*Requirement:* Without pictures, retype the following entries exactly.

*Supplied records:*
---------------
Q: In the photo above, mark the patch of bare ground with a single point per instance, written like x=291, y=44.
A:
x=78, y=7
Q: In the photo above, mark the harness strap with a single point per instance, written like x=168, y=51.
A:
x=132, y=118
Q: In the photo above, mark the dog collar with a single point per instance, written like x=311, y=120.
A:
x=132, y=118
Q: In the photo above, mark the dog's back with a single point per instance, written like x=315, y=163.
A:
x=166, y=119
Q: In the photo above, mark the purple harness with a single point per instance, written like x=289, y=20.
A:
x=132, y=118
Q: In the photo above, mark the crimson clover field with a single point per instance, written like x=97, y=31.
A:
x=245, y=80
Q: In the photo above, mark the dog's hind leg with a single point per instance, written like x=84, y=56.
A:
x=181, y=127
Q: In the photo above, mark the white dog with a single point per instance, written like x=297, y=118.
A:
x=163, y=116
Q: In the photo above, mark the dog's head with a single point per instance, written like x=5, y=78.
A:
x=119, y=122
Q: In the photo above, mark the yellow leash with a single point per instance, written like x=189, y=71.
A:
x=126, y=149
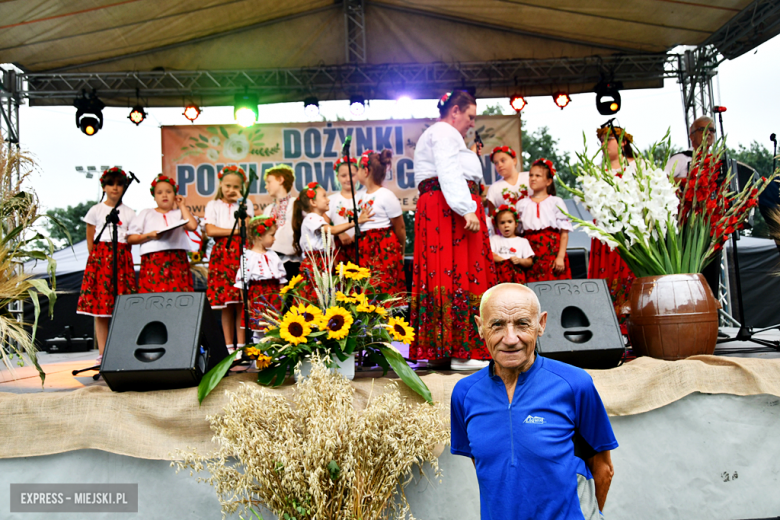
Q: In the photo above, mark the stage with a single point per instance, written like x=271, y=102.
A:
x=697, y=438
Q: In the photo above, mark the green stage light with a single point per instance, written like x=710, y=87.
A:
x=245, y=109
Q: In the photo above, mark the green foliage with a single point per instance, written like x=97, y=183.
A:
x=72, y=221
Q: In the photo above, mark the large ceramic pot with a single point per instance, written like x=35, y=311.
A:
x=345, y=368
x=673, y=316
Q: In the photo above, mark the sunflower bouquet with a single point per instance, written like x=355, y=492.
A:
x=347, y=315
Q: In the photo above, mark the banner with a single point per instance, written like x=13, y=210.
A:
x=194, y=154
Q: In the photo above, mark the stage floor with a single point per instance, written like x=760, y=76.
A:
x=58, y=367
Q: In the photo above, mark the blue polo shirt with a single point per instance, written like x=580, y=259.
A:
x=524, y=451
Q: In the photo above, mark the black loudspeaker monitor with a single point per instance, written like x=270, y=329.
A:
x=582, y=328
x=159, y=341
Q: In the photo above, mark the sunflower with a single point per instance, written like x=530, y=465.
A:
x=400, y=330
x=295, y=281
x=337, y=322
x=352, y=271
x=294, y=328
x=309, y=312
x=262, y=362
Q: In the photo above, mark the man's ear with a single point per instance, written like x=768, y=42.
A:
x=542, y=323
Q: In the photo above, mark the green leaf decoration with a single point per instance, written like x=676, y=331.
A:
x=406, y=374
x=215, y=375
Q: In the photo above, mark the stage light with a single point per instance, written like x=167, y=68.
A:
x=357, y=105
x=245, y=109
x=561, y=99
x=89, y=113
x=608, y=97
x=311, y=106
x=137, y=115
x=191, y=112
x=517, y=102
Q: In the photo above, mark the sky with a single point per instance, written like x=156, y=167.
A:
x=747, y=86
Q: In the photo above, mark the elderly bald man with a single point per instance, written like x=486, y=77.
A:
x=518, y=420
x=702, y=130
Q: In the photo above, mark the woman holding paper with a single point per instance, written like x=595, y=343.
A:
x=164, y=242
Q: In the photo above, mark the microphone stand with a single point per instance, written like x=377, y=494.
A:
x=240, y=221
x=744, y=333
x=354, y=217
x=113, y=219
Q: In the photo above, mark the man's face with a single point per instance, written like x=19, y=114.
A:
x=700, y=129
x=510, y=325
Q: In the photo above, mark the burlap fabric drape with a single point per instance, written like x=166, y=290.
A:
x=153, y=425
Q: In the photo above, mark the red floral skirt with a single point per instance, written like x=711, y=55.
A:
x=97, y=287
x=546, y=243
x=307, y=290
x=263, y=295
x=165, y=271
x=381, y=251
x=507, y=272
x=452, y=268
x=223, y=266
x=605, y=263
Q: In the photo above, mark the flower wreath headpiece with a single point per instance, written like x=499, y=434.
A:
x=504, y=149
x=311, y=189
x=504, y=207
x=115, y=169
x=265, y=224
x=232, y=170
x=342, y=160
x=445, y=99
x=545, y=162
x=164, y=178
x=365, y=158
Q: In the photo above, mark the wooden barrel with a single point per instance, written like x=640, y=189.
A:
x=673, y=316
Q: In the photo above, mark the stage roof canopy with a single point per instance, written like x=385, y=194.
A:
x=163, y=36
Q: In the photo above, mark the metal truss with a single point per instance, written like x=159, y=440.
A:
x=355, y=26
x=754, y=25
x=696, y=68
x=339, y=81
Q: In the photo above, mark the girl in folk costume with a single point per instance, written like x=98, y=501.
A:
x=264, y=272
x=341, y=208
x=511, y=253
x=453, y=265
x=278, y=183
x=164, y=263
x=309, y=224
x=605, y=263
x=97, y=287
x=225, y=255
x=383, y=239
x=513, y=185
x=545, y=226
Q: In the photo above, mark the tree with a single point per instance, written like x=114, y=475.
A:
x=72, y=218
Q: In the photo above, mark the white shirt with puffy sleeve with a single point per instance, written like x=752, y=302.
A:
x=545, y=214
x=441, y=152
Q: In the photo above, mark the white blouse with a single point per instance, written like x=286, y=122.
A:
---------------
*Expected answer:*
Q: In the photo above, mark the patch of bare ground with a single point per instance, written like x=291, y=44.
A:
x=78, y=7
Q: In the photo above, mark the harness strap with a single point per instance, written like x=168, y=51.
A:
x=132, y=118
Q: In the photo above, mark the dog collar with a single point per instance, written like x=311, y=120.
A:
x=132, y=118
Q: In the photo above, mark the dog's back with a single point per instance, written like x=315, y=163.
A:
x=166, y=119
Q: In the photo above, mark the purple harness with a single point per instance, written like x=289, y=20.
A:
x=132, y=118
Q: In the photo above, mark the crimson clover field with a single point per instance, written like x=97, y=31.
A:
x=245, y=80
Q: In the photo above, mark the dog's hind leg with a single point per instance, written like x=84, y=56.
A:
x=181, y=127
Q: In the photo above, mark the white dog with a single point per instance, written like x=297, y=118.
A:
x=163, y=116
Q: In the photo above, mark the dog's head with a single point per instance, written like x=5, y=78.
A:
x=119, y=122
Q: In the photo above, mark the yellow leash with a single point per instance, written like x=189, y=71.
A:
x=126, y=149
Q: In the photo above, mark the stage with a single point per instance, written like x=271, y=102.
A:
x=697, y=438
Q: In the photo above, mark the green stage light with a single point per instance, written like x=710, y=87.
A:
x=245, y=109
Q: In the photo above, mark the green foliage with a single point per instance, written like x=97, y=183.
A:
x=72, y=221
Q: In the photo above, mark the large ceramic pot with a single point per instance, written like x=35, y=311.
A:
x=345, y=368
x=673, y=316
Q: In the photo above, mark the sunflower bouquet with a single point per instance, written like x=355, y=492.
A:
x=347, y=315
Q: In the photo above, mark the banner with a single point per instance, written like x=13, y=210.
A:
x=194, y=154
Q: In the photo above, mark the stage floor with a single point per instance, written like x=760, y=76.
A:
x=58, y=367
Q: In the photo above, mark the blue polo shirt with a single point per instance, written like x=580, y=259.
A:
x=524, y=451
Q: In the photo above, mark the black loudspeaker monitor with a single point per instance, written like x=270, y=329.
A:
x=582, y=328
x=159, y=341
Q: In the photo above, mark the sunflower with a single point per instance, written like x=530, y=465.
A:
x=400, y=330
x=295, y=281
x=337, y=322
x=352, y=271
x=294, y=328
x=309, y=312
x=262, y=362
Q: In the photo above, mark the man's ear with a single point per instance, written like x=768, y=42.
A:
x=542, y=323
Q: In the photo above, mark the green leaf decoration with a single point per instance, written like x=676, y=331.
A:
x=406, y=374
x=215, y=375
Q: In the photo above, mark the stage light with a single point per instance, written like x=167, y=68.
A:
x=357, y=105
x=245, y=109
x=561, y=99
x=89, y=113
x=608, y=97
x=311, y=106
x=137, y=115
x=191, y=112
x=517, y=102
Q: In the photo above, mark the sky with a single point per instance, written like x=156, y=167.
A:
x=747, y=86
Q: In the photo above, mark the elderly bald man with a single point per instance, written like x=486, y=77.
A:
x=518, y=420
x=702, y=130
Q: In the photo above, mark the woman holding paper with a single point per instance, written like x=595, y=343.
A:
x=164, y=242
Q: In the photo above, mark the microphone stand with a single point per instance, written like x=377, y=494.
A:
x=240, y=221
x=744, y=333
x=354, y=217
x=113, y=219
Q: In the photo above, mark the man's face with a single point per instance, written like x=19, y=114.
A:
x=700, y=129
x=510, y=325
Q: In the photo above, mark the burlap fabric drape with a single point per instance, written like x=166, y=290.
A:
x=153, y=425
Q: In the photo above, mark the red floral skirt with a single point per instance, written like x=711, y=55.
A:
x=97, y=287
x=546, y=243
x=307, y=290
x=263, y=295
x=165, y=271
x=381, y=251
x=507, y=272
x=452, y=268
x=223, y=266
x=605, y=263
Q: In the photo above, mark the flower wreath headpiece with a single point per instance, written like x=499, y=434.
A:
x=504, y=149
x=311, y=189
x=504, y=207
x=115, y=169
x=265, y=224
x=232, y=170
x=342, y=160
x=445, y=99
x=545, y=162
x=164, y=178
x=365, y=158
Q: In the photo above, mark the wooden barrel with a single point per instance, written like x=640, y=189.
A:
x=673, y=316
Q: In the photo above, mark the stage roof canopy with a single point per instance, written like x=385, y=194.
A:
x=163, y=36
Q: In the photo above, mark the metal truss with a single point per instance, written like x=159, y=440.
A:
x=355, y=26
x=754, y=25
x=696, y=68
x=339, y=81
Q: In the photo above, mark the girl in folk costume with a single point per instance, written like x=98, y=501.
A:
x=264, y=272
x=341, y=208
x=511, y=253
x=453, y=265
x=278, y=183
x=164, y=263
x=309, y=224
x=605, y=263
x=97, y=287
x=225, y=255
x=383, y=239
x=513, y=185
x=545, y=226
Q: In the photo above, mark the tree with a single point per instance, written like x=114, y=475.
A:
x=72, y=218
Q: In the photo above, mark the white shirt with puffy sleeve with a single point per instance, written like x=752, y=302.
A:
x=545, y=214
x=441, y=152
Q: In the photo above, mark the white blouse with a single point per instance, written like x=286, y=122.
A:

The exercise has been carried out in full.